• Task statement
Give the count of lines in the records below that contain "console", and say nothing more.
= Beginning of Section =
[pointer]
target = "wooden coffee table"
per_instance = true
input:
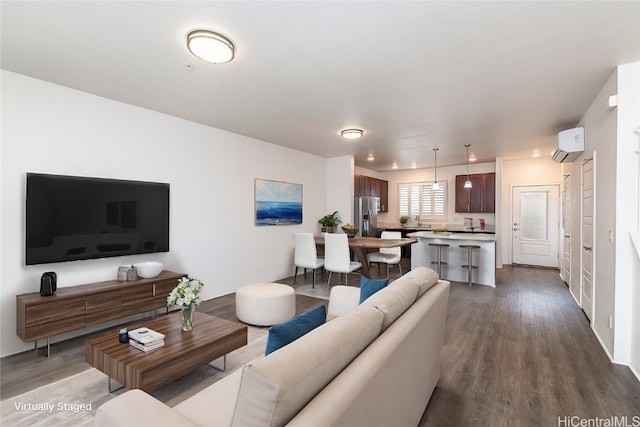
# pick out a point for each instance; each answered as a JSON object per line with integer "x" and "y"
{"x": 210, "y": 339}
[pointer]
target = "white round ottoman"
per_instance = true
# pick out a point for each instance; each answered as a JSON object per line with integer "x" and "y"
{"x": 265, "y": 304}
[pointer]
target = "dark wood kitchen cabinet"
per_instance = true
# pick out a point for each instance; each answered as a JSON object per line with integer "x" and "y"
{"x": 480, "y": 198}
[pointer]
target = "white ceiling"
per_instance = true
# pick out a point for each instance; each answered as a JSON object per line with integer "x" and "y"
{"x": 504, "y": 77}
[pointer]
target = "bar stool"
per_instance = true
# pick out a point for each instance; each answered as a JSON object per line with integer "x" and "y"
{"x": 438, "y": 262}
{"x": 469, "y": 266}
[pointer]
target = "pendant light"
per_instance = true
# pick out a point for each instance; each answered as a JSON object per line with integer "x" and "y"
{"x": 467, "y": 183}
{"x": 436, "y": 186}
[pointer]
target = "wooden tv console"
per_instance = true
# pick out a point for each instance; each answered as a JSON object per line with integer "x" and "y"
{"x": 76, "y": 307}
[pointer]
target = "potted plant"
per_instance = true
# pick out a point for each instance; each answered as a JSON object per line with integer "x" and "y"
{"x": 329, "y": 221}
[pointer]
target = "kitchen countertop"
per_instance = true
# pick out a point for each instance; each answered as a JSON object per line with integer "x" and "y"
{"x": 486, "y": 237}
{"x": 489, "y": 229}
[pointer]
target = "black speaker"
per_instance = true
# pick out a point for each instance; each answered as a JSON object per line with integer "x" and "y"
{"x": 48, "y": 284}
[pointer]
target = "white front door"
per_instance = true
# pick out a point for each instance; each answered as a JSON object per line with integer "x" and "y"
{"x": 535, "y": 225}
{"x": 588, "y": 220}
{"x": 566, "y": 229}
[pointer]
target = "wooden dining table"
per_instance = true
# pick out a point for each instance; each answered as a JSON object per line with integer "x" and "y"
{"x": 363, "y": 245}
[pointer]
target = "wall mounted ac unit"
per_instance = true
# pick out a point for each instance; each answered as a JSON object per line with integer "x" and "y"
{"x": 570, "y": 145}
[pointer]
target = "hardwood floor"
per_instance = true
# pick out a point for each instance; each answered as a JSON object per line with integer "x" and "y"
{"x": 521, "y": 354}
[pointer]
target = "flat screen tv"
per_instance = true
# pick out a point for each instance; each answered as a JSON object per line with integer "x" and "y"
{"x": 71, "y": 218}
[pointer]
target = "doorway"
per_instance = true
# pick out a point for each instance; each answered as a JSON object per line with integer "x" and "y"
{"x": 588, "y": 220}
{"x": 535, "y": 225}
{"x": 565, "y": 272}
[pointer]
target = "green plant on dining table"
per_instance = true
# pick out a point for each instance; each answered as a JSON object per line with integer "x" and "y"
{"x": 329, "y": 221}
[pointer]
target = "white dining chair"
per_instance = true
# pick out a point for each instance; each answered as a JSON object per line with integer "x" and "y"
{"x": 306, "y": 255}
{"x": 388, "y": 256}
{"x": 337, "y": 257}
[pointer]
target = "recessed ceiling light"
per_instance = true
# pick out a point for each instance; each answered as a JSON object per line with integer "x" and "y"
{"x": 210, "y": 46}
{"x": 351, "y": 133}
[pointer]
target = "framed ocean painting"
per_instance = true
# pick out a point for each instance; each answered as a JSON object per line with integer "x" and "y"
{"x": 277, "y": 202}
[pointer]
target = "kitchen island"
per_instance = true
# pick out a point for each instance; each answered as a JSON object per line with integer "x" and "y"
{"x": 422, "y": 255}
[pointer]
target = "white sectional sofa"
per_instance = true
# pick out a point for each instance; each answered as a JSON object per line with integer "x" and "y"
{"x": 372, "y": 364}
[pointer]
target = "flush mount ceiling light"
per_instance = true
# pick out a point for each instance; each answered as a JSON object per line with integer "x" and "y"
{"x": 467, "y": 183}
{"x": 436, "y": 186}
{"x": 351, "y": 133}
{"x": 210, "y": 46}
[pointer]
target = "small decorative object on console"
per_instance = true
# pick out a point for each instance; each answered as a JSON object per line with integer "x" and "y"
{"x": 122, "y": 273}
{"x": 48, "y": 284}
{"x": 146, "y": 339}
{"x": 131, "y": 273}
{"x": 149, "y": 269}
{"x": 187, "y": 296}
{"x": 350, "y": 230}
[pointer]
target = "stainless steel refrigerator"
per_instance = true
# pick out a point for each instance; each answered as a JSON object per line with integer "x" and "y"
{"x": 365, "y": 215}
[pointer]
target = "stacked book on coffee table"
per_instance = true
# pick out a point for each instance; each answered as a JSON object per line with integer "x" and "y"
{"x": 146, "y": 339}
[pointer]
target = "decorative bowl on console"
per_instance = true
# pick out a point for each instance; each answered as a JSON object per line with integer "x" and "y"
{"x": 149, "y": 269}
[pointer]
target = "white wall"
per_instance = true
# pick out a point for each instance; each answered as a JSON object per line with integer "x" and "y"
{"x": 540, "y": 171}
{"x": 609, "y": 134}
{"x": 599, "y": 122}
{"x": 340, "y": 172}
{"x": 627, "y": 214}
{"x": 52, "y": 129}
= End of Section =
= Beginning of Section =
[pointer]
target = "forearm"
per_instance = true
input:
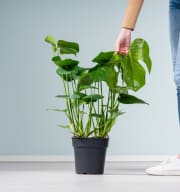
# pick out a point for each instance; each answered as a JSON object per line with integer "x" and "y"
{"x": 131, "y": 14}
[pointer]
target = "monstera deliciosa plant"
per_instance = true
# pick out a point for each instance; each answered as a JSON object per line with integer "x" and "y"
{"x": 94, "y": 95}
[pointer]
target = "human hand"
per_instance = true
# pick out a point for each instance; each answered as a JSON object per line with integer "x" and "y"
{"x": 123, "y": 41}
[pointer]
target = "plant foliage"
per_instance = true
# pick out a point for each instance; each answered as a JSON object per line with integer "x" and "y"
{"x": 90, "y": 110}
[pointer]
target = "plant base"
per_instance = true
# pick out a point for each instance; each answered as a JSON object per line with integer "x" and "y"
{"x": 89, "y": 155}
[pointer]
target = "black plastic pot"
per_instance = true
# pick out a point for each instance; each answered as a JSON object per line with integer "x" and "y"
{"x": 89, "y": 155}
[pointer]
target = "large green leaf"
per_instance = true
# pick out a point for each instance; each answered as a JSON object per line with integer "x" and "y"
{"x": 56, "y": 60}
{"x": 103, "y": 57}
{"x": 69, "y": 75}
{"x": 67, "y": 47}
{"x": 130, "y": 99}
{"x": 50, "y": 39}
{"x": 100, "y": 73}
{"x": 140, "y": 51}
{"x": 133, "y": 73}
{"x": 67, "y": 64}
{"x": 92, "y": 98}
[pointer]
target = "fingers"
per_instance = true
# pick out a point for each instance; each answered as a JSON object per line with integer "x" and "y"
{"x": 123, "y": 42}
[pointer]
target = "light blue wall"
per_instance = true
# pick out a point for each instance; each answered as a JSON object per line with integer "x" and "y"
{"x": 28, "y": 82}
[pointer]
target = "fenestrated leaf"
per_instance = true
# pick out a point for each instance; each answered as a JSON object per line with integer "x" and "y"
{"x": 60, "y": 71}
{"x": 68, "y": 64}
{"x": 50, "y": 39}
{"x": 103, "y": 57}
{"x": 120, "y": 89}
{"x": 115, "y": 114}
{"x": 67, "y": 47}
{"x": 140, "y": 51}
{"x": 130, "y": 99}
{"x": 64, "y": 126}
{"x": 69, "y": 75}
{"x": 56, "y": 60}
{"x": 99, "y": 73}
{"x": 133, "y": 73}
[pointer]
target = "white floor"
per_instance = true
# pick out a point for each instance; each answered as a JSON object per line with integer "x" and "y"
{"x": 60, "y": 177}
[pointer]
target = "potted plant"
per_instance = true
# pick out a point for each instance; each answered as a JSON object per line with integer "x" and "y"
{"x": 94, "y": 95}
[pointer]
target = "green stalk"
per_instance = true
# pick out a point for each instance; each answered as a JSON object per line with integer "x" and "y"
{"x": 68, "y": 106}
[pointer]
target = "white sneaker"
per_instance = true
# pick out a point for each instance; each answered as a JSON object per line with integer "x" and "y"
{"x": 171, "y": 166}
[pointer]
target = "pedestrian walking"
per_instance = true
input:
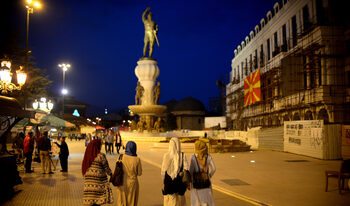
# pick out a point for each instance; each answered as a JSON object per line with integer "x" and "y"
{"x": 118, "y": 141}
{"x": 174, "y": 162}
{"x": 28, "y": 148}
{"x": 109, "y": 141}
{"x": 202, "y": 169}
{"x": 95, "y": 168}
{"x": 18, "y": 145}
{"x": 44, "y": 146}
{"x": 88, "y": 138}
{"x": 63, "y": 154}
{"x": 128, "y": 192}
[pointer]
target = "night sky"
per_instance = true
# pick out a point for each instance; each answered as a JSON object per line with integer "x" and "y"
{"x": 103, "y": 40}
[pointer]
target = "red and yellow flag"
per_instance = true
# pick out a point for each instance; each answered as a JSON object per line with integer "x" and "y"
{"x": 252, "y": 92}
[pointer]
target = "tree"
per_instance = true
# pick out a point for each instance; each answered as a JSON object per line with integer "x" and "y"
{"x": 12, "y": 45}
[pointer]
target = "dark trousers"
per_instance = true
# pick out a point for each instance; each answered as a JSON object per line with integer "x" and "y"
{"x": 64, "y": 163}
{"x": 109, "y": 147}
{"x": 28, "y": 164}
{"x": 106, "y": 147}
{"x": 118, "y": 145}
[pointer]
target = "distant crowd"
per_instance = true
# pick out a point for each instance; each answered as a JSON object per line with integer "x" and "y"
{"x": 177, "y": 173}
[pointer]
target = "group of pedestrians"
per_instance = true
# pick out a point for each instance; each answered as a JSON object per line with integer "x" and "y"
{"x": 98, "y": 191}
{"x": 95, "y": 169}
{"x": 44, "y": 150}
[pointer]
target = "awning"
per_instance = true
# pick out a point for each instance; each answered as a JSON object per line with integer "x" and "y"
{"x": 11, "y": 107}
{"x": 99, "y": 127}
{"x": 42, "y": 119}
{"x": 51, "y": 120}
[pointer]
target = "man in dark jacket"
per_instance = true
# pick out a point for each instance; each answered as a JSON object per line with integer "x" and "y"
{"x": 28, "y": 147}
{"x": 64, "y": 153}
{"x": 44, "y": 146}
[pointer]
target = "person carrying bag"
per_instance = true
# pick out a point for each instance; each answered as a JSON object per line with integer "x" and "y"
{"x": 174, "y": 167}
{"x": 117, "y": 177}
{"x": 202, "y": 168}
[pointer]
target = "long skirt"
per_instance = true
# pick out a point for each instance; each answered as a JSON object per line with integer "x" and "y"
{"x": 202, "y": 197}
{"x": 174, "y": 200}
= End of Section =
• Response to this task
3